Future taxes lower? Why not lower taxes now, if there’s a surplus, and raise them in the future if need be? That would tend to reduce unnecessary expenditures and the frittering away of revenues.
Geez, manhattan, two more posts from me and you’ll be reduced to ad hominen attacks.
That’s exactly why I didn’t say “all”, now did I? Heck, look at Walter Mondale, who was one of the few guys gutsy enough to say we needed a tax increase. But promising the populace tax cuts is one of the oldest tricks in the election book.
As I recall, a lot of the Democrats jumped on board the tax rebate bandwagon once it was apparent they couldn’t stop Congressional Republicans from passing it. That’s a big difference, however, from saying “George W. didn’t want the tax rebate at all, but those meanies up in Congress forced him to go with it.”
From where I’m sitting, Dubya certainly seemed quick-n-eager to take the credit for the rebate just last month – so why can’t we pin the blame on him now that the rebate has f’d up the surplus?
I’d say it would be to prevent/reduce future jumps in the tax rate. I’m an engineer, and having a moderately-consistent tax rate from year-to-year appeals to me more than big leaps one year and big cuts the next.
Do you mean ad hominen like “‘President’ Bush,” “not the sharpest knife in the drawer,” and “bribe the voters?”

## Given exercise
Copy out the tax rebate discussion above word for word, from its first line to its last.

## Collected data

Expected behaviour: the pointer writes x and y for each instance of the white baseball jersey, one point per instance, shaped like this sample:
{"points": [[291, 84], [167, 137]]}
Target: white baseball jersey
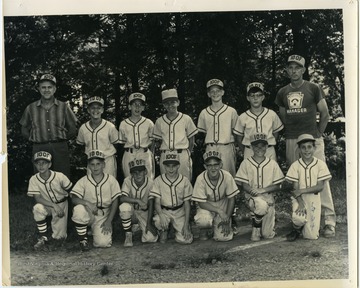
{"points": [[174, 133], [130, 189], [102, 194], [267, 122], [218, 125], [205, 191], [136, 135], [308, 175], [52, 189], [171, 193], [101, 138]]}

## Exercise output
Future taxes lower? Why not lower taxes now, if there’s a surplus, and raise them in the future if need be? That would tend to reduce unnecessary expenditures and the frittering away of revenues.
Geez, manhattan, two more posts from me and you’ll be reduced to ad hominen attacks.
That’s exactly why I didn’t say “all”, now did I? Heck, look at Walter Mondale, who was one of the few guys gutsy enough to say we needed a tax increase. But promising the populace tax cuts is one of the oldest tricks in the election book.
As I recall, a lot of the Democrats jumped on board the tax rebate bandwagon once it was apparent they couldn’t stop Congressional Republicans from passing it. That’s a big difference, however, from saying “George W. didn’t want the tax rebate at all, but those meanies up in Congress forced him to go with it.”
From where I’m sitting, Dubya certainly seemed quick-n-eager to take the credit for the rebate just last month – so why can’t we pin the blame on him now that the rebate has f’d up the surplus?
I’d say it would be to prevent/reduce future jumps in the tax rate. I’m an engineer, and having a moderately-consistent tax rate from year-to-year appeals to me more than big leaps one year and big cuts the next.
Do you mean ad hominen like “‘President’ Bush,” “not the sharpest knife in the drawer,” and “bribe the voters?”